Requirement: Write out only the lines running from the one that contains "Can you find the brown" to the end of the material, both ends included.

# start of Input

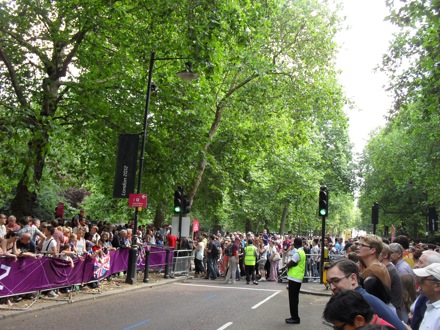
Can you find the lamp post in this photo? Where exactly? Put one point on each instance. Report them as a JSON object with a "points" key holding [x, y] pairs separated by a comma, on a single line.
{"points": [[187, 75]]}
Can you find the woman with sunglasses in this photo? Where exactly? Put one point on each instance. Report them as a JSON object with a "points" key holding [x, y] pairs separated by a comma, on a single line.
{"points": [[348, 310]]}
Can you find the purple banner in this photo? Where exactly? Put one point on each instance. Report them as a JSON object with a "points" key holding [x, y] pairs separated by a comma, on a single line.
{"points": [[30, 275]]}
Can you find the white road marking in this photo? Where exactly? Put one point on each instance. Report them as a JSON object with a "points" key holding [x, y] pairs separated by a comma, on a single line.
{"points": [[227, 287], [262, 302], [225, 326]]}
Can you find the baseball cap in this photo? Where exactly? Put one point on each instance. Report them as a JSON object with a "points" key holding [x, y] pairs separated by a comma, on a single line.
{"points": [[432, 269]]}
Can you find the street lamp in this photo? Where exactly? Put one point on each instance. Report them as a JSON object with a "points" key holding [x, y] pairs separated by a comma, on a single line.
{"points": [[187, 75]]}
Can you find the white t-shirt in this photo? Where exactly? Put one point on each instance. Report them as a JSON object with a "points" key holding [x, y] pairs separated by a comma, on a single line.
{"points": [[431, 319], [49, 245], [80, 246], [2, 230]]}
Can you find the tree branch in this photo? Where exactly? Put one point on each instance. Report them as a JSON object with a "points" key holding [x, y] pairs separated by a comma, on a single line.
{"points": [[14, 80]]}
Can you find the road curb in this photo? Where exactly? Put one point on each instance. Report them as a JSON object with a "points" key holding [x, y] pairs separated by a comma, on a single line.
{"points": [[51, 304]]}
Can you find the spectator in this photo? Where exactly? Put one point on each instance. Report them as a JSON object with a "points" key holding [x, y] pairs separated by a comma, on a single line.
{"points": [[66, 232], [274, 261], [8, 245], [26, 247], [49, 245], [262, 250], [369, 248], [250, 260], [27, 228], [105, 243], [81, 242], [343, 274], [212, 256], [121, 240], [65, 254], [73, 244], [396, 284], [418, 308], [429, 281], [232, 251], [77, 218], [81, 224], [12, 224], [316, 259], [2, 225], [396, 258], [407, 252], [95, 236], [409, 293], [198, 257], [58, 234]]}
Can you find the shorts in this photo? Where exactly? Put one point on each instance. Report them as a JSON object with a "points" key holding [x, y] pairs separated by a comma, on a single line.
{"points": [[261, 264]]}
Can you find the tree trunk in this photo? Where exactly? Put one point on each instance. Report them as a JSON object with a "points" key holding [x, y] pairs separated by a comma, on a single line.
{"points": [[283, 218]]}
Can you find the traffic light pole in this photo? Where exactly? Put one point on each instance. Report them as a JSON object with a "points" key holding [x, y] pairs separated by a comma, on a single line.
{"points": [[322, 250]]}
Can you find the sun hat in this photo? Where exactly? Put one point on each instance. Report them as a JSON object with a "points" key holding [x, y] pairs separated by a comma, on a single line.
{"points": [[432, 269]]}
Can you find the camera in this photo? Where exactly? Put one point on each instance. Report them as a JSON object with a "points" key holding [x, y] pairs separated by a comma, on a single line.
{"points": [[11, 234]]}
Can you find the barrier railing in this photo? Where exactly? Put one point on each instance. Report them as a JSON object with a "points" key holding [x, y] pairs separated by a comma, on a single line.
{"points": [[181, 262], [29, 275]]}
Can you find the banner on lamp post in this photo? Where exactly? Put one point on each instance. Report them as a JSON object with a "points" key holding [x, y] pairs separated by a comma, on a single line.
{"points": [[195, 226], [126, 165]]}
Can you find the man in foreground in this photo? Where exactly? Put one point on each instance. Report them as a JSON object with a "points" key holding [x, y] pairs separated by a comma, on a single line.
{"points": [[343, 274]]}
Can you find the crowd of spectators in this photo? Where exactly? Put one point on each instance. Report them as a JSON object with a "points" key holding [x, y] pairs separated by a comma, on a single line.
{"points": [[402, 275]]}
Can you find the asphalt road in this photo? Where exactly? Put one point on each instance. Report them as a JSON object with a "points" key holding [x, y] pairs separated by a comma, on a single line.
{"points": [[193, 304]]}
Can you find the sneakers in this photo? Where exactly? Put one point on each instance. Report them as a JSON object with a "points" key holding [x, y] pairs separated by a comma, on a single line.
{"points": [[293, 321], [52, 294]]}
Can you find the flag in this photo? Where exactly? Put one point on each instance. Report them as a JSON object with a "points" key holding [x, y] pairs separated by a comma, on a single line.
{"points": [[101, 265], [195, 226]]}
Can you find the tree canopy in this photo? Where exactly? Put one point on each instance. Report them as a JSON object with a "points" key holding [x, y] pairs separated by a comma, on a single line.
{"points": [[251, 140]]}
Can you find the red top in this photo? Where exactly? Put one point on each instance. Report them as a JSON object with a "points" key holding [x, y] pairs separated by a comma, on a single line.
{"points": [[172, 240]]}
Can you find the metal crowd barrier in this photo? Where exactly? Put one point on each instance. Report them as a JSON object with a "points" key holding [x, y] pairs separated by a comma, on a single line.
{"points": [[181, 262]]}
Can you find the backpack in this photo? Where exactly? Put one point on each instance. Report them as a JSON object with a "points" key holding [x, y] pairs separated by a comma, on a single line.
{"points": [[214, 251], [229, 251]]}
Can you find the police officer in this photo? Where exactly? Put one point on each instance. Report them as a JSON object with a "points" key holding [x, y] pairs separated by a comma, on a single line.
{"points": [[250, 259], [295, 274]]}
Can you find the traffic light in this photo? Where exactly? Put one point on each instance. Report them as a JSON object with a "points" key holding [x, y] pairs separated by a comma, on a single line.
{"points": [[433, 218], [375, 213], [323, 201], [178, 206], [186, 205]]}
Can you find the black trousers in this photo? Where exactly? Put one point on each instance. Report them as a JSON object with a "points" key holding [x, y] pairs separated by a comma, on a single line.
{"points": [[250, 272], [294, 288]]}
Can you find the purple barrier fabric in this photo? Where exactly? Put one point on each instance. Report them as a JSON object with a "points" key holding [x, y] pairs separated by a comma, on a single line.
{"points": [[157, 257], [29, 274]]}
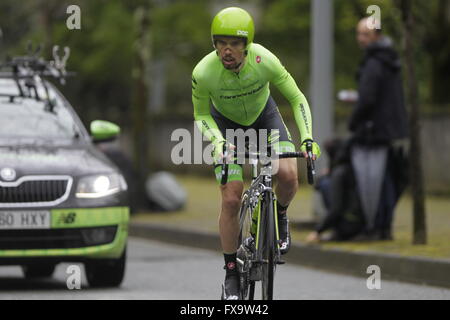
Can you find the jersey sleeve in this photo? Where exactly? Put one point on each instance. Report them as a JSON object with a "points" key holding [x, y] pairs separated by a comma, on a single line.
{"points": [[202, 114], [280, 77]]}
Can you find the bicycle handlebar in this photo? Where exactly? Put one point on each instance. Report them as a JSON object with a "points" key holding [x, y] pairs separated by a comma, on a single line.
{"points": [[284, 155]]}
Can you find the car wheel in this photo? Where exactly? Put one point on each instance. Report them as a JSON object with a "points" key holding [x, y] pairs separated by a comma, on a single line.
{"points": [[38, 270], [106, 273]]}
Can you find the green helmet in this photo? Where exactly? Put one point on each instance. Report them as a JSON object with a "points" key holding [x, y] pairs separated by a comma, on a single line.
{"points": [[235, 22]]}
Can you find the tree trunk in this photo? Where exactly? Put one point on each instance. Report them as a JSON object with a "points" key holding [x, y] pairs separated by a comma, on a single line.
{"points": [[139, 104], [419, 225]]}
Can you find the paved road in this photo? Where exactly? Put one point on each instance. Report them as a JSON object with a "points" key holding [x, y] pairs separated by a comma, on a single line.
{"points": [[160, 271]]}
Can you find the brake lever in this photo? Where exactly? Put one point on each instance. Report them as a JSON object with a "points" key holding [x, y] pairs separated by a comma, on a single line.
{"points": [[310, 163], [224, 165]]}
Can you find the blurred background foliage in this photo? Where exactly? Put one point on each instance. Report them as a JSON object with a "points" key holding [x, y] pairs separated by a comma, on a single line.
{"points": [[104, 51]]}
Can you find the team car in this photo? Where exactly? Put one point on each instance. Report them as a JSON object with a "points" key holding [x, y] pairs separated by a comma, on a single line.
{"points": [[61, 198]]}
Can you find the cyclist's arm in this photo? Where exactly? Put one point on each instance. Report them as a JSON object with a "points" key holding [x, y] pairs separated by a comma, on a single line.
{"points": [[287, 86], [202, 114]]}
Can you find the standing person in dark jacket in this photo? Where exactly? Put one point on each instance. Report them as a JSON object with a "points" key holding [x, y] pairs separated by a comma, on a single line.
{"points": [[378, 121]]}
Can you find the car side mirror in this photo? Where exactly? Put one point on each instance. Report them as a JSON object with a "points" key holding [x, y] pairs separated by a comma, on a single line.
{"points": [[104, 131]]}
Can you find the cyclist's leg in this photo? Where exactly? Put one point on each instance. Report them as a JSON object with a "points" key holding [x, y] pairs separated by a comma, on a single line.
{"points": [[285, 169], [229, 216], [279, 136]]}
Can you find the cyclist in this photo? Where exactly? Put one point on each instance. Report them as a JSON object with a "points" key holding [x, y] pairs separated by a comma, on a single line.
{"points": [[236, 77]]}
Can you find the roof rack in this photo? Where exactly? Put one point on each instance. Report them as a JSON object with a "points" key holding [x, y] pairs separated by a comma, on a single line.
{"points": [[32, 68]]}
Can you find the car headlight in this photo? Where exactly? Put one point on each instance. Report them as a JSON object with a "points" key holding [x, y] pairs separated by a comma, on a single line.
{"points": [[100, 185]]}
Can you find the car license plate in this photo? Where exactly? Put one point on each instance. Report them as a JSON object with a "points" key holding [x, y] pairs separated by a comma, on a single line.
{"points": [[24, 220]]}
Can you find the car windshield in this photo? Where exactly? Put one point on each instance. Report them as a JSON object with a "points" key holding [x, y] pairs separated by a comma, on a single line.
{"points": [[29, 119]]}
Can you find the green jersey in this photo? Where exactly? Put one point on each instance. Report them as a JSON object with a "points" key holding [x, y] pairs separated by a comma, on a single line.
{"points": [[241, 97]]}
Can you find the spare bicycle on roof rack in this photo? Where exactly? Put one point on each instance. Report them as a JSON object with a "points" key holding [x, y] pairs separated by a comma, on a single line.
{"points": [[61, 198]]}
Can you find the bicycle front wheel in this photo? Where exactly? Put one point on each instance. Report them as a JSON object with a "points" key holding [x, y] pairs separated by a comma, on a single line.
{"points": [[269, 247]]}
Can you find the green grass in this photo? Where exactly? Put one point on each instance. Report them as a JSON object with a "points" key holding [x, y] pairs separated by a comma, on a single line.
{"points": [[203, 205]]}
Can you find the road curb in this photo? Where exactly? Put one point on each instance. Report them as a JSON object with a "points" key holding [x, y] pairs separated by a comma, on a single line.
{"points": [[435, 272]]}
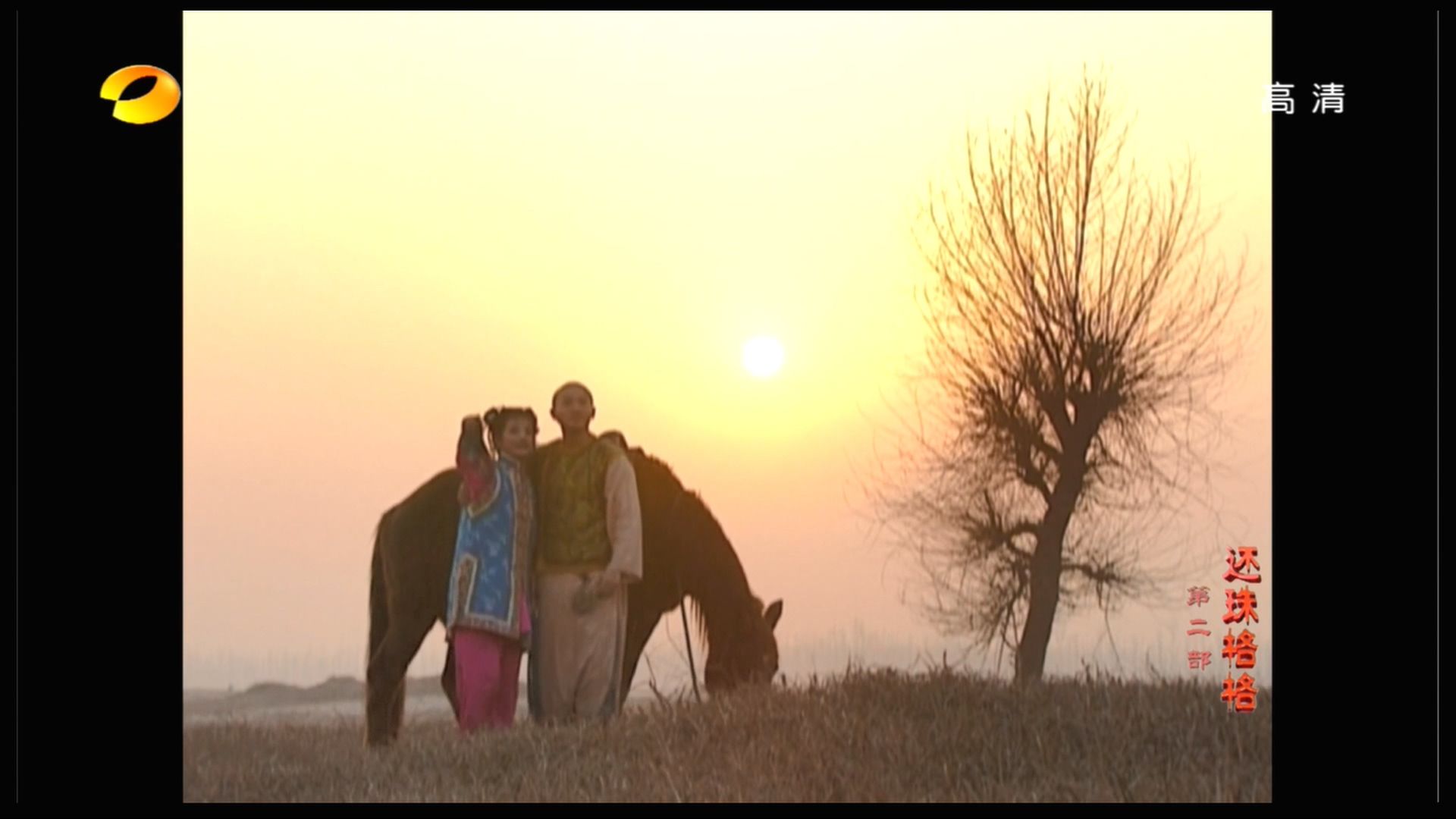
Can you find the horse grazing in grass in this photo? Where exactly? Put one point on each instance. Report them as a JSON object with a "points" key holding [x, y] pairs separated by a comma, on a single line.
{"points": [[685, 554]]}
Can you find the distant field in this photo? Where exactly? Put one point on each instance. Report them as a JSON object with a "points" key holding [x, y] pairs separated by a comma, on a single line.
{"points": [[865, 736]]}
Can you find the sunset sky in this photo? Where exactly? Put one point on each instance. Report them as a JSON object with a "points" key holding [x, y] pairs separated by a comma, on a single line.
{"points": [[398, 219]]}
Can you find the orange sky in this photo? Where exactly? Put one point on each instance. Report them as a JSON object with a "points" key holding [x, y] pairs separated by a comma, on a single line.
{"points": [[395, 219]]}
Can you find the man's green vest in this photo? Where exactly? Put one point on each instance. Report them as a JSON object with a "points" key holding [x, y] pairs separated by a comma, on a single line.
{"points": [[573, 506]]}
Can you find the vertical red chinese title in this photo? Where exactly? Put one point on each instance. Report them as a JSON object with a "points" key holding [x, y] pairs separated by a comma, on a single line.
{"points": [[1241, 610]]}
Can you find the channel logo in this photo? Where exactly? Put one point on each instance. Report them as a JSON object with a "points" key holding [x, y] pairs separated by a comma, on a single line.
{"points": [[150, 107]]}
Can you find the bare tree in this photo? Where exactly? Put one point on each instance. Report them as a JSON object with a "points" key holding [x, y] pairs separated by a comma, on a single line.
{"points": [[1075, 328]]}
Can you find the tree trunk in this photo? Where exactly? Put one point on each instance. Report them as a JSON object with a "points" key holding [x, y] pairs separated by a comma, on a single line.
{"points": [[1046, 580]]}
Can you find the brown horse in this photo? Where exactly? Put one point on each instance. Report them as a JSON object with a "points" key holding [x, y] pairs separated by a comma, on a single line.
{"points": [[685, 553]]}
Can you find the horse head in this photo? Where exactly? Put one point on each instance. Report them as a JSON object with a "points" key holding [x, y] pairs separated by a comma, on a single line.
{"points": [[750, 656]]}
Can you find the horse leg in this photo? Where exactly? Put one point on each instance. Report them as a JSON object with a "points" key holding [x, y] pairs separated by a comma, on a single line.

# end of Input

Response to this exercise:
Can you find the brown horse in this photo? Where exactly? Put one point on each instance. Report them as a JSON object with a "points" key holding [x, y] pairs separated by a comma, on a single line.
{"points": [[685, 553]]}
Can you find the horse head in this photo? Where exactly? Put one point on each instance. Report them as a JSON object with a "points" key holding [x, y] pairs separated by a comma, on a single line.
{"points": [[750, 656]]}
Can you find the horse leg in this photo? Where exactly? Put one point on each instance. Report them as a JSON object with a "points" key holding [x, y] pairs separated by a comma, on a single line.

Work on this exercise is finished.